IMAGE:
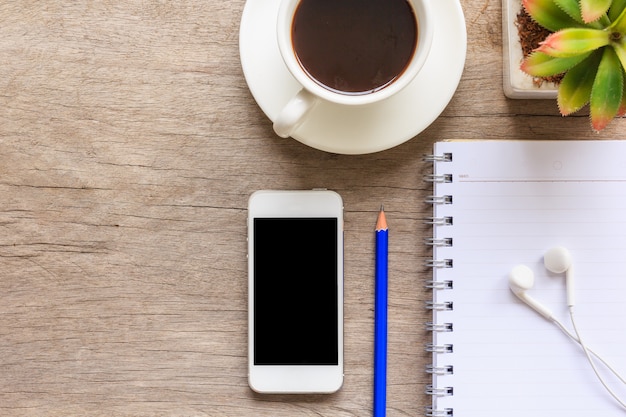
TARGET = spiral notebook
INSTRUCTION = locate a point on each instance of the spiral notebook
(498, 204)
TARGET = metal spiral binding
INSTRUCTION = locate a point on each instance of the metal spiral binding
(439, 285)
(441, 178)
(439, 263)
(445, 306)
(439, 327)
(439, 392)
(432, 348)
(439, 221)
(441, 242)
(446, 157)
(437, 242)
(440, 370)
(431, 412)
(439, 199)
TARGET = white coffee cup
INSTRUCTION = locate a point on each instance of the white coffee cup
(313, 92)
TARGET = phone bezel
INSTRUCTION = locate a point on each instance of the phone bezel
(295, 378)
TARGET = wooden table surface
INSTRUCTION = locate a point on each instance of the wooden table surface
(129, 145)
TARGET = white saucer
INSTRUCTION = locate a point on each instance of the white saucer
(359, 129)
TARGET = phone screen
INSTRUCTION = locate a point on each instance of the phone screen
(295, 291)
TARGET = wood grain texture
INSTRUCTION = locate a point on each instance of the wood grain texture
(129, 145)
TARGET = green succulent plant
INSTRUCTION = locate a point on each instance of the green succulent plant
(588, 46)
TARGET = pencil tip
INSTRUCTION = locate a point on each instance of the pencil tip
(381, 222)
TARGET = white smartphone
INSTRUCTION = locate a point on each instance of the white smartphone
(295, 291)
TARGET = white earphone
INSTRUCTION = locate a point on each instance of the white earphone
(558, 260)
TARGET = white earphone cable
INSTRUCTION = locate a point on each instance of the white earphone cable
(593, 366)
(598, 357)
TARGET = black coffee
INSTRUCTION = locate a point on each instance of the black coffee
(354, 46)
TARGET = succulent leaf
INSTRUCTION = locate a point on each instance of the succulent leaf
(572, 8)
(607, 91)
(575, 88)
(575, 41)
(620, 50)
(593, 10)
(616, 9)
(619, 24)
(549, 15)
(539, 64)
(622, 108)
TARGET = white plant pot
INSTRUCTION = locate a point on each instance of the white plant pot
(518, 84)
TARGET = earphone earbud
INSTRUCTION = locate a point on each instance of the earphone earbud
(522, 279)
(558, 260)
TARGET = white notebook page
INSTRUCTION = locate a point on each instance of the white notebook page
(512, 201)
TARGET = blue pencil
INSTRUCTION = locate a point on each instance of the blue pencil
(380, 318)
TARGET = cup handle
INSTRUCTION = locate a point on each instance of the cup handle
(294, 113)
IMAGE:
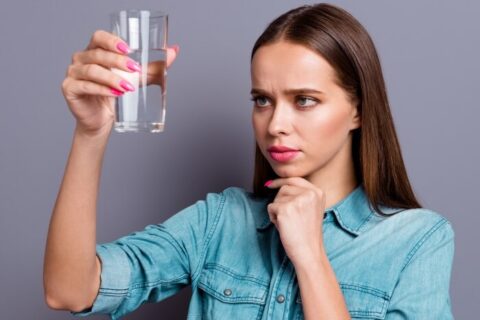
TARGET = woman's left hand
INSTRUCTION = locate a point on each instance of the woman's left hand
(297, 212)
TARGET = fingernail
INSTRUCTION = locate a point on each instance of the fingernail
(134, 66)
(116, 92)
(176, 48)
(123, 47)
(126, 85)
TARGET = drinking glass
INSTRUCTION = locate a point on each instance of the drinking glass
(145, 32)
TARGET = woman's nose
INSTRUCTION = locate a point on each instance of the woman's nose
(280, 121)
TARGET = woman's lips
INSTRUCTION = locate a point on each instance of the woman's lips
(284, 156)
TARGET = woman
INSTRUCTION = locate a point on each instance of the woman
(332, 229)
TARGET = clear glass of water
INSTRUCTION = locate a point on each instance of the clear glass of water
(145, 31)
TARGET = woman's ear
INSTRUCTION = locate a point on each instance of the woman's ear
(356, 119)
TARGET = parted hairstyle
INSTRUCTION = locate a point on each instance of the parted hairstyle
(341, 40)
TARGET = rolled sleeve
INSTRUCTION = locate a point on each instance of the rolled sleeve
(155, 263)
(422, 291)
(114, 280)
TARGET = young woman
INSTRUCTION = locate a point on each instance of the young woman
(332, 229)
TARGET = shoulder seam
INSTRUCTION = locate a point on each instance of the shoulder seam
(422, 240)
(210, 233)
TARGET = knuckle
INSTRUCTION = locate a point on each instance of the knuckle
(97, 35)
(90, 71)
(84, 86)
(311, 194)
(70, 71)
(96, 54)
(65, 84)
(76, 57)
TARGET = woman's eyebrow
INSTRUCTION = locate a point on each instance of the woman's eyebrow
(288, 91)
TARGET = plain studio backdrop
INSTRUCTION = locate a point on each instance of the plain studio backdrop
(429, 52)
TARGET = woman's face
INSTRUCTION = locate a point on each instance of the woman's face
(299, 105)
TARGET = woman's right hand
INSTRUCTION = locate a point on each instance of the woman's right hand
(90, 87)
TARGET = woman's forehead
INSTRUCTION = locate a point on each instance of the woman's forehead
(286, 64)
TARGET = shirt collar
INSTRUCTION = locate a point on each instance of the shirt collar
(352, 212)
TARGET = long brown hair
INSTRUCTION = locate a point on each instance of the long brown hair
(340, 39)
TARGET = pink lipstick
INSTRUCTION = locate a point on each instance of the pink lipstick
(282, 153)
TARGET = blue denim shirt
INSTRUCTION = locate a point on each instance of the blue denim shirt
(230, 253)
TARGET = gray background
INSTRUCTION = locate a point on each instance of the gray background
(429, 51)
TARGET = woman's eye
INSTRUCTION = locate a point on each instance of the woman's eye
(306, 102)
(261, 101)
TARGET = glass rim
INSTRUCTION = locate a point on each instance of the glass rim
(153, 13)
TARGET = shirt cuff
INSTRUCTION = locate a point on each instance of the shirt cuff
(114, 280)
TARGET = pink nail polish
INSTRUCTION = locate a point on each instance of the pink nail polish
(126, 85)
(132, 65)
(176, 48)
(123, 47)
(116, 92)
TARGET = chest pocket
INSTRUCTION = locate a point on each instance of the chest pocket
(230, 295)
(363, 302)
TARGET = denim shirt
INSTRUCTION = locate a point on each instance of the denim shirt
(227, 249)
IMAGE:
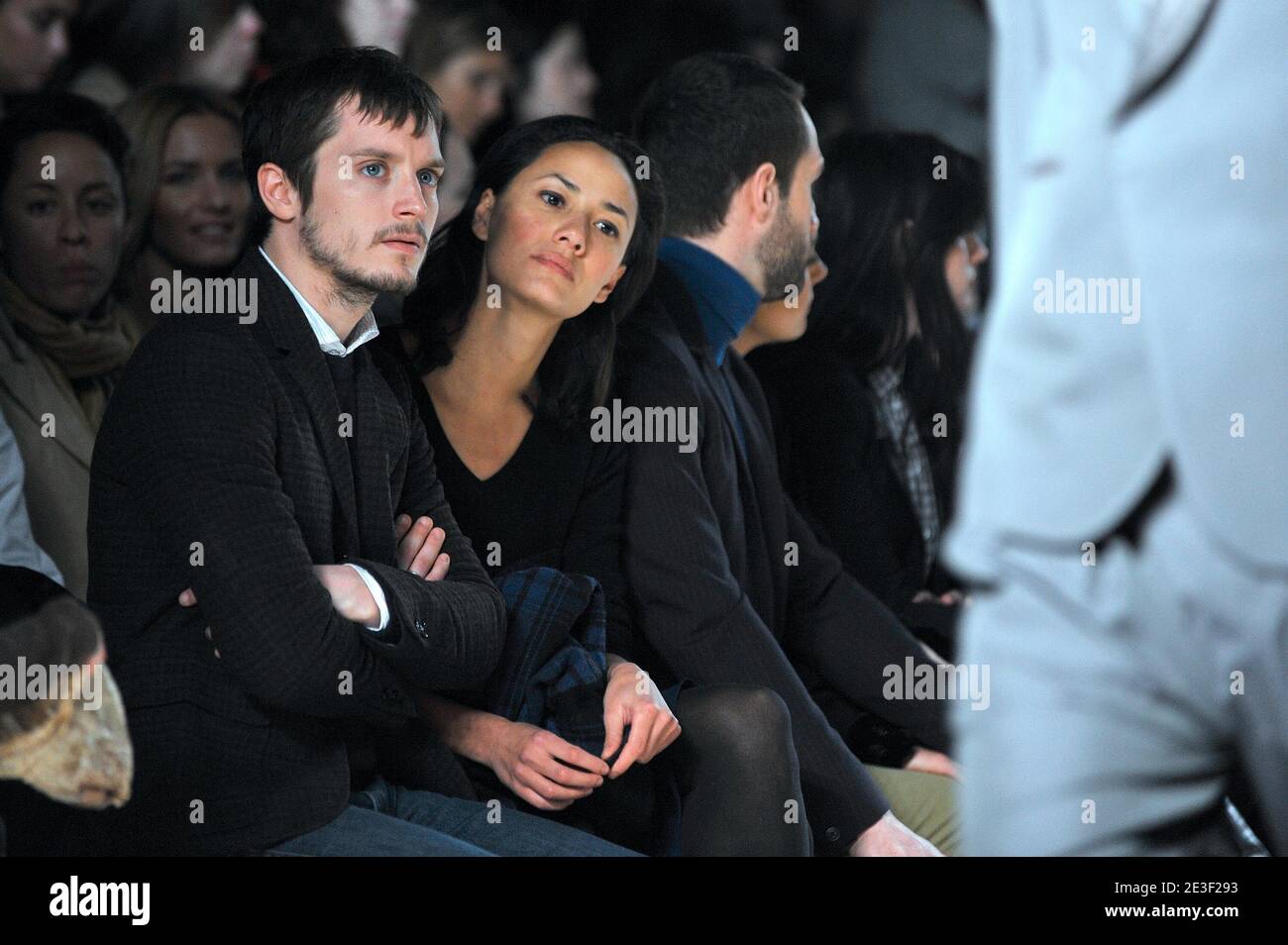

━━━━━━━━━━━━━━━━━━━━━━━━━━━━━━

Exercise prompt: Show every line of the records above that contains the word "cable". Copy each such line in full, and note that case counts.

Response for this exercise:
TARGET = white earphone cable
INSTRUCTION = locate a point on each instance of the white earphone cable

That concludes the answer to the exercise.